Your goal:
The records below are to be repeated in full, exactly as they are.

(Collected data)
--------

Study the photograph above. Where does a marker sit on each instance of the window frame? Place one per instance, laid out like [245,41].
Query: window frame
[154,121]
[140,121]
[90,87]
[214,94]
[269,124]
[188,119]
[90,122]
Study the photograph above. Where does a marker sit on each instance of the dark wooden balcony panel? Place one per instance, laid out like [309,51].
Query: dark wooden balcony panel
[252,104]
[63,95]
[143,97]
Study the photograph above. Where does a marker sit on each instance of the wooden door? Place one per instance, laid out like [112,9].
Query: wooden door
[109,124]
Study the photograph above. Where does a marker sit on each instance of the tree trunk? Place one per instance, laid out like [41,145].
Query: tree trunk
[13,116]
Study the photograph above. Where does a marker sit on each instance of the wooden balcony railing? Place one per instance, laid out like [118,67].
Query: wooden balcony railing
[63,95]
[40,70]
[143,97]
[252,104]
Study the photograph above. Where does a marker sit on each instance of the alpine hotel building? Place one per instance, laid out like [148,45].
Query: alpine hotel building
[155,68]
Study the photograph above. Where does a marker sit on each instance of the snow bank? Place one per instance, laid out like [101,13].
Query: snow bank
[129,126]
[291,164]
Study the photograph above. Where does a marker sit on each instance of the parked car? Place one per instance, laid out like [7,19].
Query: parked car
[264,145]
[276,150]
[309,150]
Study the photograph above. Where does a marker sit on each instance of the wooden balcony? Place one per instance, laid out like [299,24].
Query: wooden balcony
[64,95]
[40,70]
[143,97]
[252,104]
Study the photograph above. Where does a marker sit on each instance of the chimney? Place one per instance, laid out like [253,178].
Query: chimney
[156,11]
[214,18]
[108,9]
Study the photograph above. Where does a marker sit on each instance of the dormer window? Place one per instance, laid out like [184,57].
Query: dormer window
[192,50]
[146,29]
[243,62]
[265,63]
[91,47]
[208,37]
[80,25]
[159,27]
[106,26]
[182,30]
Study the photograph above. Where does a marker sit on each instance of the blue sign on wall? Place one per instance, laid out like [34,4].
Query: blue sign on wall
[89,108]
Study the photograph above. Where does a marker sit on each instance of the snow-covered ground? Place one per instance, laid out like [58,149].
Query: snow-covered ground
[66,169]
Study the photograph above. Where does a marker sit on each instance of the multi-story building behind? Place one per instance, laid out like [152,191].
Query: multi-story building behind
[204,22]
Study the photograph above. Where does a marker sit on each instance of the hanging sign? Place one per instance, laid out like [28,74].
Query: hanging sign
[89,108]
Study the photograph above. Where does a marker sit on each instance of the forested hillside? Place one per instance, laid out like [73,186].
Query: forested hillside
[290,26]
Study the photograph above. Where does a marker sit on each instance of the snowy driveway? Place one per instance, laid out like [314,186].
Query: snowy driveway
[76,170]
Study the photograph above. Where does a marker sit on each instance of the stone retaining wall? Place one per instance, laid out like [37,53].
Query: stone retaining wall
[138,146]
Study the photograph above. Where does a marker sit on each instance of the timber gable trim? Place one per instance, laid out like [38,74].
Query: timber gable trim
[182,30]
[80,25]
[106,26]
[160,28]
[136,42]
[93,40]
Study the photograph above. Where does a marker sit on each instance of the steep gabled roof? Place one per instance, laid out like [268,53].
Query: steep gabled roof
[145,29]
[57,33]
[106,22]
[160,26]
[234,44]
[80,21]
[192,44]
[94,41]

--------

Reply:
Study the photograph above. Where does a marker sit on each instance of the window frame? Place one per instance, laid out like [245,41].
Query: window frame
[154,121]
[140,121]
[90,87]
[214,94]
[269,124]
[188,119]
[90,122]
Study the photograph above. Where does a marker sit on each instance of the dark wooden balcony panel? Place one per instance, laid out like [309,51].
Query: dark wooden balcony panel
[252,104]
[63,95]
[143,97]
Study the photograph above. Where does a marker sit on each instance of the wooden door? Place one per instance, laid out like [112,9].
Query: wooden door
[109,124]
Study the photograph above. Where does a marker sit on each instance of the tree trunk? Place one per instance, laid out like [41,145].
Query: tree trunk
[13,116]
Study the photograph above. Where does a marker sit on each instance of the wooden balcony railing? Place one per instance, laid out like [118,67].
Query: wooden balcony railing
[63,95]
[40,70]
[143,97]
[252,104]
Study the photograph above. Where does a marker sit on each instance of the alpine hotel building? Place one per instance, laid out like [148,45].
Query: alpine hotel building
[155,68]
Study the photograph above. Where does a marker sit on each instance of the snow bank? Place one per instance, laid out like [101,13].
Query: snow bank
[129,126]
[291,164]
Study the photograph above. Where does a marker sit on each instance of the parked car? Place one per instance, laid out like [7,19].
Query: parked car
[264,145]
[276,150]
[309,150]
Study the photograph above. Where does a marker sit on each instance of the wooden balcony? Place one per instance, laid out like [299,24].
Query: wooden balcony
[64,95]
[40,70]
[143,97]
[252,104]
Study the photograph above. Where does a marker sit on each instance of the chimney? Place one per instance, laid out like [253,178].
Query: chimney
[156,11]
[214,18]
[108,9]
Study the photograph above. Where does a marker sit on each instance of the dormer window? Place one per instance, laid out like [184,57].
Query: dormer window
[192,50]
[146,29]
[243,62]
[265,63]
[91,47]
[208,37]
[80,25]
[159,27]
[106,26]
[182,30]
Study the photograph above. Where does a marker sit on each instance of the blue sign on wall? Place one per instance, laid out like [34,4].
Query: blue sign on wall
[89,108]
Study the photograph above. Where does a marker sit on each instance of the snow-covered ground? Place one per instance, laid out like [58,149].
Query: snow-covered ground
[66,169]
Study the photograph above. Where does a marker sit on each instance of the multi-story building behind? Place one per instance, laid out like [152,191].
Query: multi-story building behind
[204,22]
Study the photograph above. Where does a marker sit on each instance of the hanging sign? Place one per instance, laid out like [28,74].
Query: hanging sign
[89,108]
Study the photograph above. Where does a marker sit on each instance of the forested hillside? Place one per instance, laid out like [73,186].
Query: forested hillside
[290,26]
Study the photograph above. Where does a marker sit on each instance of the snowy driveway? Place one per instance, laid out like [314,186].
Query: snowy driveway
[76,170]
Study the photograph above. Where does a marker sit on each instance of the stone retaining wall? Place one per instance, laid out like [37,53].
Query: stone retaining wall
[138,146]
Study the photograph above. Where does a marker sit on each instance of the timber gable trim? Place one per instance, laid out like [38,74].
Query: timber gable trim
[182,30]
[80,25]
[106,26]
[160,28]
[136,42]
[93,40]
Study the photograph above. Where does a marker sit on each instance of the steep gabled roof? Place one per instance, laid out like [268,53].
Query: steep gabled roof
[145,29]
[57,33]
[106,22]
[160,26]
[234,44]
[80,21]
[192,44]
[94,41]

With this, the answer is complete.